(WHAT IS EXPECTED) Please render the items, from their start up to and including the line that contains "Query: tractor cab", as a JSON list of strings with one string per line and no blank lines. Leave the pictures out of the answer.

(EXCERPTED DATA)
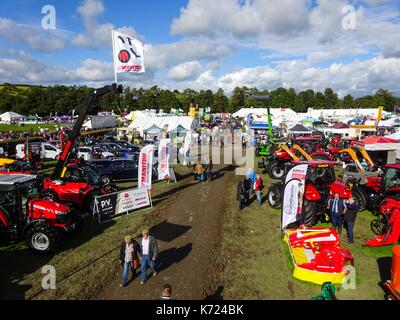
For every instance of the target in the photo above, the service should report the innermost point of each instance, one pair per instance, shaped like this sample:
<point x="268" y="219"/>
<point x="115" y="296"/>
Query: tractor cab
<point x="310" y="144"/>
<point x="390" y="181"/>
<point x="24" y="215"/>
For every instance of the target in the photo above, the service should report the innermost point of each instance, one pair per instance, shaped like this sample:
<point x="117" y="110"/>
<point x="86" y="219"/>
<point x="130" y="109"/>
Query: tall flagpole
<point x="113" y="41"/>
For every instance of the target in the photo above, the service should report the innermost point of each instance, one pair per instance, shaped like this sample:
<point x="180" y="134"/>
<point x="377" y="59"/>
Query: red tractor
<point x="275" y="163"/>
<point x="387" y="227"/>
<point x="321" y="185"/>
<point x="337" y="144"/>
<point x="371" y="192"/>
<point x="23" y="216"/>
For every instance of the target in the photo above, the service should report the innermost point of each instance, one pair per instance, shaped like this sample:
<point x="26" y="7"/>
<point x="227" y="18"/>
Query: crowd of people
<point x="343" y="213"/>
<point x="251" y="185"/>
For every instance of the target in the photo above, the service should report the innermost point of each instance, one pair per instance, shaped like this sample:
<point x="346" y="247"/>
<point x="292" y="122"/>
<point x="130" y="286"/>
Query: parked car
<point x="114" y="148"/>
<point x="89" y="153"/>
<point x="126" y="145"/>
<point x="46" y="150"/>
<point x="115" y="170"/>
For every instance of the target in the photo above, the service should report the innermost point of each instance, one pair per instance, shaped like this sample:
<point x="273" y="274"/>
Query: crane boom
<point x="76" y="131"/>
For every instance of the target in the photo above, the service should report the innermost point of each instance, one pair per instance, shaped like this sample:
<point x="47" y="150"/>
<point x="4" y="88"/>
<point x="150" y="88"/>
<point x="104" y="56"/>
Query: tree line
<point x="63" y="99"/>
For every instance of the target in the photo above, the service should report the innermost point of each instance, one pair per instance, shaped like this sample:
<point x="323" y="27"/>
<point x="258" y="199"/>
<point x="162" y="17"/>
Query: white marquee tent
<point x="142" y="124"/>
<point x="11" y="116"/>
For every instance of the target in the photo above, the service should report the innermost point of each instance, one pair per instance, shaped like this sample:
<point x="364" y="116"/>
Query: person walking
<point x="209" y="170"/>
<point x="259" y="186"/>
<point x="240" y="195"/>
<point x="149" y="253"/>
<point x="166" y="292"/>
<point x="336" y="208"/>
<point x="128" y="257"/>
<point x="350" y="215"/>
<point x="247" y="187"/>
<point x="198" y="171"/>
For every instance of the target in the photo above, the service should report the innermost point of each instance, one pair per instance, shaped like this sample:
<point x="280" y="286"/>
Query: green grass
<point x="86" y="262"/>
<point x="257" y="263"/>
<point x="26" y="127"/>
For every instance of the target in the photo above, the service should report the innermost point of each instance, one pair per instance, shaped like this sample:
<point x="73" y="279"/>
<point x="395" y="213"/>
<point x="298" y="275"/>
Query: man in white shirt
<point x="149" y="253"/>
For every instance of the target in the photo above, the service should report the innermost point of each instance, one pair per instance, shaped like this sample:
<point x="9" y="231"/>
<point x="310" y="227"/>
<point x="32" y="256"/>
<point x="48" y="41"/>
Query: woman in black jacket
<point x="240" y="195"/>
<point x="129" y="258"/>
<point x="350" y="215"/>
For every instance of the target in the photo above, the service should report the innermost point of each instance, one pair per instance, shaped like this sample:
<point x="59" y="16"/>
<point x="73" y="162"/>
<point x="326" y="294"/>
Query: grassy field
<point x="256" y="263"/>
<point x="84" y="261"/>
<point x="26" y="127"/>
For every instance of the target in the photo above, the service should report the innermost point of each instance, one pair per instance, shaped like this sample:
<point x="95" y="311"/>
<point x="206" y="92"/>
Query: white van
<point x="47" y="151"/>
<point x="87" y="153"/>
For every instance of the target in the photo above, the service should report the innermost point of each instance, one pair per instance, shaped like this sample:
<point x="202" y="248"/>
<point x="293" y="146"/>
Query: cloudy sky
<point x="352" y="46"/>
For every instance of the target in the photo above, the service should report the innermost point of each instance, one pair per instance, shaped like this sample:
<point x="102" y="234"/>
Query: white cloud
<point x="36" y="38"/>
<point x="358" y="78"/>
<point x="251" y="18"/>
<point x="170" y="54"/>
<point x="185" y="71"/>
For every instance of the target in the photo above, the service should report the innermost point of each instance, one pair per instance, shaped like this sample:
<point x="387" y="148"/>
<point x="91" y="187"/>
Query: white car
<point x="47" y="151"/>
<point x="87" y="153"/>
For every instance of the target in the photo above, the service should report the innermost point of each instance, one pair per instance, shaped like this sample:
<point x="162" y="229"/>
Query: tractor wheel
<point x="49" y="195"/>
<point x="274" y="197"/>
<point x="76" y="217"/>
<point x="309" y="213"/>
<point x="106" y="179"/>
<point x="321" y="157"/>
<point x="360" y="198"/>
<point x="276" y="171"/>
<point x="336" y="157"/>
<point x="378" y="227"/>
<point x="41" y="238"/>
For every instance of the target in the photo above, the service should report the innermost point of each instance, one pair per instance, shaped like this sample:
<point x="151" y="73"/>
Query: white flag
<point x="163" y="159"/>
<point x="145" y="167"/>
<point x="128" y="53"/>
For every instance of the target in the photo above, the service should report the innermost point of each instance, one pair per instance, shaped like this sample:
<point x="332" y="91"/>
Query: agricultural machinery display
<point x="24" y="216"/>
<point x="320" y="185"/>
<point x="275" y="163"/>
<point x="387" y="226"/>
<point x="370" y="193"/>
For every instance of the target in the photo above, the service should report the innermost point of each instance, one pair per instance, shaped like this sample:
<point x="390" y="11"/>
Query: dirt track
<point x="188" y="238"/>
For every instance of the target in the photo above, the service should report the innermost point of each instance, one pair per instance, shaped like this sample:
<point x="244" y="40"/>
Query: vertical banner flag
<point x="379" y="116"/>
<point x="293" y="194"/>
<point x="163" y="159"/>
<point x="145" y="167"/>
<point x="128" y="53"/>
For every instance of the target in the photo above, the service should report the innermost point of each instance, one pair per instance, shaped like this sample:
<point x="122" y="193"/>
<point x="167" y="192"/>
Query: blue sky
<point x="207" y="44"/>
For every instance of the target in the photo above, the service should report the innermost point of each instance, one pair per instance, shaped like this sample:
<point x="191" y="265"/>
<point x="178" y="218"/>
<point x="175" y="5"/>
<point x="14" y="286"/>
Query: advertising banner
<point x="112" y="205"/>
<point x="292" y="206"/>
<point x="163" y="159"/>
<point x="145" y="167"/>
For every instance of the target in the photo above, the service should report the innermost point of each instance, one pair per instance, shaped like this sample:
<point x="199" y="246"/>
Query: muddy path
<point x="188" y="239"/>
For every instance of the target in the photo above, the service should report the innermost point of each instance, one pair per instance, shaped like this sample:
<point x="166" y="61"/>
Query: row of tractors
<point x="41" y="209"/>
<point x="377" y="191"/>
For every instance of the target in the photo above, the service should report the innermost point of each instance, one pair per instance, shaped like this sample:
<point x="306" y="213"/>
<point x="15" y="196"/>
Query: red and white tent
<point x="378" y="143"/>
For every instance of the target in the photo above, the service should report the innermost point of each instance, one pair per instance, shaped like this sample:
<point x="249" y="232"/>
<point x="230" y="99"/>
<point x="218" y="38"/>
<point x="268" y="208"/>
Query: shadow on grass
<point x="167" y="232"/>
<point x="217" y="295"/>
<point x="172" y="256"/>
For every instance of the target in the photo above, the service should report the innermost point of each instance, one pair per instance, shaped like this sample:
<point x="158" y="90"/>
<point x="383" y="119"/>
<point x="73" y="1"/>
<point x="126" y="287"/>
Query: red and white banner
<point x="292" y="205"/>
<point x="145" y="167"/>
<point x="128" y="54"/>
<point x="297" y="172"/>
<point x="133" y="199"/>
<point x="163" y="159"/>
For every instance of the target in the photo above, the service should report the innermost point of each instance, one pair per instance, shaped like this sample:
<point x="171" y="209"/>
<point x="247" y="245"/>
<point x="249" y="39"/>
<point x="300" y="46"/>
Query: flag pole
<point x="113" y="41"/>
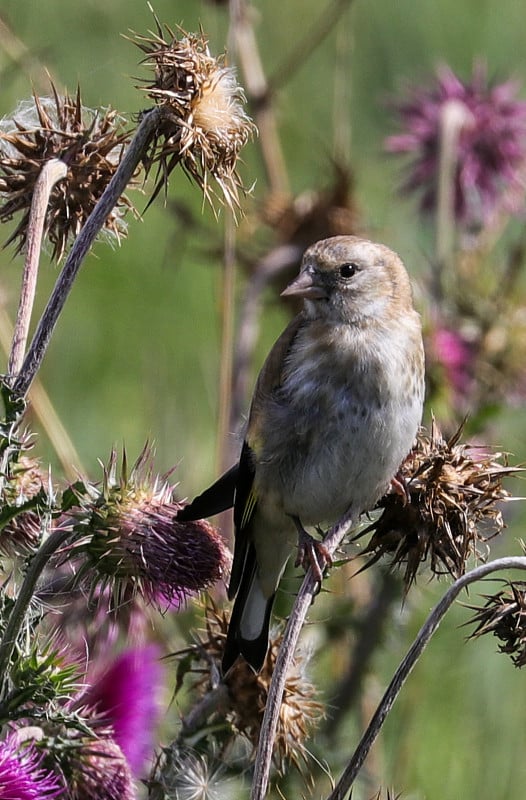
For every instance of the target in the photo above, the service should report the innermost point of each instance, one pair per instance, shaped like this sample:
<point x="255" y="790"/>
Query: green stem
<point x="132" y="158"/>
<point x="402" y="673"/>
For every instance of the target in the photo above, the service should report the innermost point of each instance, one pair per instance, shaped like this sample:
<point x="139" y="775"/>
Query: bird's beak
<point x="304" y="286"/>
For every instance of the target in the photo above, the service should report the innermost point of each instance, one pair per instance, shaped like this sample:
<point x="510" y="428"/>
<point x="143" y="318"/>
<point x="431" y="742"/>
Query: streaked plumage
<point x="335" y="410"/>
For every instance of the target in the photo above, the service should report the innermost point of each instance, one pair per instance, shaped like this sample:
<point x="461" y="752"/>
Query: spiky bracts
<point x="207" y="126"/>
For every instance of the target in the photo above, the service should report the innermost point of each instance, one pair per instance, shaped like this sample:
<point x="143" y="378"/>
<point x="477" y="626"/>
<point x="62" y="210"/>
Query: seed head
<point x="91" y="145"/>
<point x="504" y="615"/>
<point x="453" y="508"/>
<point x="185" y="774"/>
<point x="206" y="125"/>
<point x="23" y="489"/>
<point x="300" y="712"/>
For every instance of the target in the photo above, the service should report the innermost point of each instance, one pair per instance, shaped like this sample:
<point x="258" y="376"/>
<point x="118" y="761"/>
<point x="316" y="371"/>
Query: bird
<point x="335" y="411"/>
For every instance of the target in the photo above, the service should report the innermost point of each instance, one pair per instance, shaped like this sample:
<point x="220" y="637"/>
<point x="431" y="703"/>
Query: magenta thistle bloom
<point x="456" y="355"/>
<point x="133" y="542"/>
<point x="126" y="697"/>
<point x="102" y="773"/>
<point x="22" y="776"/>
<point x="491" y="143"/>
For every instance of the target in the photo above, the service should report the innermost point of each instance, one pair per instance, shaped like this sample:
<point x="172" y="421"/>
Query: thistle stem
<point x="453" y="118"/>
<point x="52" y="172"/>
<point x="284" y="658"/>
<point x="26" y="593"/>
<point x="132" y="158"/>
<point x="45" y="412"/>
<point x="224" y="446"/>
<point x="427" y="630"/>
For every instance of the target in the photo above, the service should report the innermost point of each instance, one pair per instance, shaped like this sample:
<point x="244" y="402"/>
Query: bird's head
<point x="350" y="280"/>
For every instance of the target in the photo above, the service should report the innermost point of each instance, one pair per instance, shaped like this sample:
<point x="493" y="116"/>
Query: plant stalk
<point x="297" y="618"/>
<point x="132" y="158"/>
<point x="53" y="171"/>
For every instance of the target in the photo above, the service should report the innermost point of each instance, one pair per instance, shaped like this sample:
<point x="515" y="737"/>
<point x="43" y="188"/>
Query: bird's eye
<point x="348" y="270"/>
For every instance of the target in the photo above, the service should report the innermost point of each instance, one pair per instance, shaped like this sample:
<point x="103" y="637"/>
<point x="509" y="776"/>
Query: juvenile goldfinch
<point x="335" y="411"/>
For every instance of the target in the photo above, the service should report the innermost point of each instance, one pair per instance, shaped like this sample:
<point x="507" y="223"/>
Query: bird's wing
<point x="246" y="500"/>
<point x="213" y="500"/>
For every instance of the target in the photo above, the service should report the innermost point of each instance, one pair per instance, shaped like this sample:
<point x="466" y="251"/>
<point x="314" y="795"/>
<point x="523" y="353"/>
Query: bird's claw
<point x="399" y="487"/>
<point x="312" y="554"/>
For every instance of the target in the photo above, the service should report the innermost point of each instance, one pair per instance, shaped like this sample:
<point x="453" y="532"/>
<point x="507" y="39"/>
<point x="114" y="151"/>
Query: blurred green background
<point x="135" y="355"/>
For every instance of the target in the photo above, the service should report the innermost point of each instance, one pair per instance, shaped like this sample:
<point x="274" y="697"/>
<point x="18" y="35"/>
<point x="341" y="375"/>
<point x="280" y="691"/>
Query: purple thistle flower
<point x="102" y="773"/>
<point x="125" y="697"/>
<point x="22" y="776"/>
<point x="491" y="143"/>
<point x="456" y="354"/>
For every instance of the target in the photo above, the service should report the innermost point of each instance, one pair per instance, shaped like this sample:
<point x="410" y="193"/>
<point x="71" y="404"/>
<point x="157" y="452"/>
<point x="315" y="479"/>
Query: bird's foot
<point x="311" y="553"/>
<point x="399" y="487"/>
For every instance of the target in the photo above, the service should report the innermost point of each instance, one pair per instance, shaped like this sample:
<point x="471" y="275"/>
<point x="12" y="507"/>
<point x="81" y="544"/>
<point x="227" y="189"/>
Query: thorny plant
<point x="91" y="566"/>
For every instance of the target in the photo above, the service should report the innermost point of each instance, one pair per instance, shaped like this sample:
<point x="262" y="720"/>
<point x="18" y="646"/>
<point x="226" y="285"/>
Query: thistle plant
<point x="99" y="577"/>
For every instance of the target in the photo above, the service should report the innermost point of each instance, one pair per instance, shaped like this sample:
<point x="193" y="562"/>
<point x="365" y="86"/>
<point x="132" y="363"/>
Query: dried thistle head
<point x="99" y="769"/>
<point x="131" y="541"/>
<point x="299" y="713"/>
<point x="299" y="221"/>
<point x="504" y="615"/>
<point x="22" y="525"/>
<point x="452" y="508"/>
<point x="205" y="125"/>
<point x="183" y="773"/>
<point x="89" y="142"/>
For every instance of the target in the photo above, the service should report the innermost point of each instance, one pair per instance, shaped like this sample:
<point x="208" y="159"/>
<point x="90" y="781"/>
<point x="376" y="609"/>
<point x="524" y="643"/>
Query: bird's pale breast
<point x="340" y="424"/>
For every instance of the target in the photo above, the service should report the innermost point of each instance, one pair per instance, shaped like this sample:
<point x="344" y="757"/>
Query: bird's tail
<point x="248" y="631"/>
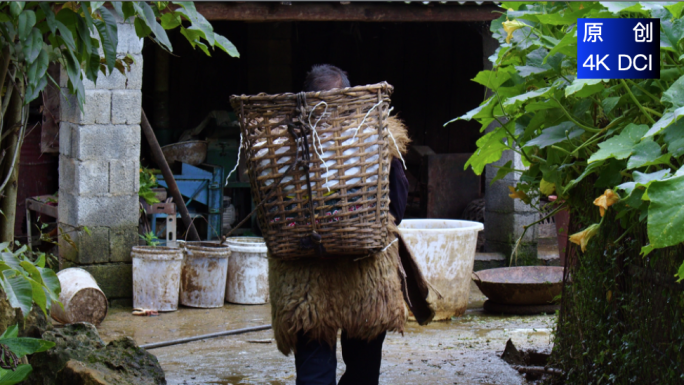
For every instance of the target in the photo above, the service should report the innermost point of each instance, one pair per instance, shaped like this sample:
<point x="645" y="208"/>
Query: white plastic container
<point x="247" y="271"/>
<point x="203" y="278"/>
<point x="81" y="297"/>
<point x="156" y="277"/>
<point x="445" y="251"/>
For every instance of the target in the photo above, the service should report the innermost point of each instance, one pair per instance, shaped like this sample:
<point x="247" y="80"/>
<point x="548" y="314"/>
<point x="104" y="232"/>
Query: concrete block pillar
<point x="505" y="216"/>
<point x="99" y="173"/>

(EXERCISE OUTPUT)
[
  "For every instance of the target in the photo above, the service should report the innermost point of each instance, one pair per instance, shaped like this sample:",
  "<point x=\"268\" y=\"219\"/>",
  "<point x=\"115\" y=\"296\"/>",
  "Query: tractor cab"
]